18. Further cumulative factors in the claimant's favour are as follows: he has lived in the UK for 17 years and has no meaningful ties with Barbados and would struggle to reintegrate there; he has strong family and private life ties with the UK having lived in the UK since he was ten years old; he is remorseful for his criminal behaviour; his deportation would have a negative impact on his mother who is unwell, and his younger brother [NB] and sister [SJ] who are children, and whose best interests must be a primary consideration and given he has family life relationships with all of these people; the appellant would not have support on return to Barbados because his grandmother is old and unwell and because his two brothers, aunts and uncles are poor, unwell and/or dealing with other difficulties in their own lives; it was not the claimant's fault that he was without legal status until 2010, as he was a minor in the period 2002 to 2007 when no effective application was made; and that the Secretary of State delayed, taking three years to make a decision on his indefinite leave application between 2007 and 2010 - and it has also taken another five years for these proceedings to run their course. As a result of these cumulative factors it is argued that the appeal should be allowed.
19. At the end of the hearing we reserved our decision.
Conclusions - Remaking
20. The key legislative provision guiding the remaking of this appeal is s.117C of the Nationality, Immigration and Asylum Act 2002:
' 117C - Article 8: additional considerations in cases involving foreign criminals
(1) The deportation of foreign criminals is in the public interest.
(2) The more serious the offence committed by a foreign criminal, the greater is the public interest in deportation of the criminal.
(3) In the case of a foreign criminal ("C") who has not been sentenced to a period of imprisonment of four years or more, the public interest requires C's deportation unless Exception 1 or Exception 2 applies.
(4) Exception 1 applies where-”

######

__The tasks__.
- A) Reproduce the passage of the deportation appeal excerpt starting at "(2) The more" and ending at "Exception 2 applies.".
- B) According to the deportation appeal excerpt, how old was the claimant when he began living in the UK?
- C) Write the next part of the deportation appeal excerpt, picking up after its final line.

__Information supplied__.
######

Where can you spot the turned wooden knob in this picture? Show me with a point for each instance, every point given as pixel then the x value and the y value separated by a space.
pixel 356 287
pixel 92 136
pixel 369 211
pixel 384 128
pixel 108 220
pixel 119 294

######

__Answers below__.
- A)
(2) The more serious the offence committed by a foreign criminal, the greater is the public interest in deportation of the criminal.
(3) In the case of a foreign criminal ("C") who has not been sentenced to a period of imprisonment of four years or more, the public interest requires C's deportation unless Exception 1 or Exception 2 applies.

- B) He was ten years old.

- C)
(a) C has been lawfully resident in the United Kingdom for most of C's life,
(b) C is socially and culturally integrated in the United Kingdom, and
(c) there would be very significant obstacles to C's integration into the country to which C is proposed to be deported.
(5) Exception 2 applies where C has a genuine and subsisting relationship with a qualifying partner, or a genuine and subsisting parental relationship with a qualifying child, and the effect of C's deportation on the partner or child would be unduly harsh.
(6) In the case of a foreign criminal who has been sentenced to a period of imprisonment of at least four years, the public interest requires deportation unless there are very compelling circumstances, over and above those described in Exceptions 1 and 2.
7) The considerations in subsections (1) to (6) are to be taken into account where a court or tribunal is considering a decision to deport a foreign criminal only to the extent that the reason for the decision was the offence or offences for which the criminal has been convicted.'
21. It is accepted by both sides that the exceptions set out in the Immigration Rules at paragraph 399(a) or (b) or paragraph 399A cannot be met by the claimant and thus that he cannot meet the exceptions to deportation set out in the Immigration Rules. To succeed in accordance with the Immigration Rules he will therefore have to show very compelling circumstances over and above those described in these paragraphs, as set out at paragraph 398 of the Rules.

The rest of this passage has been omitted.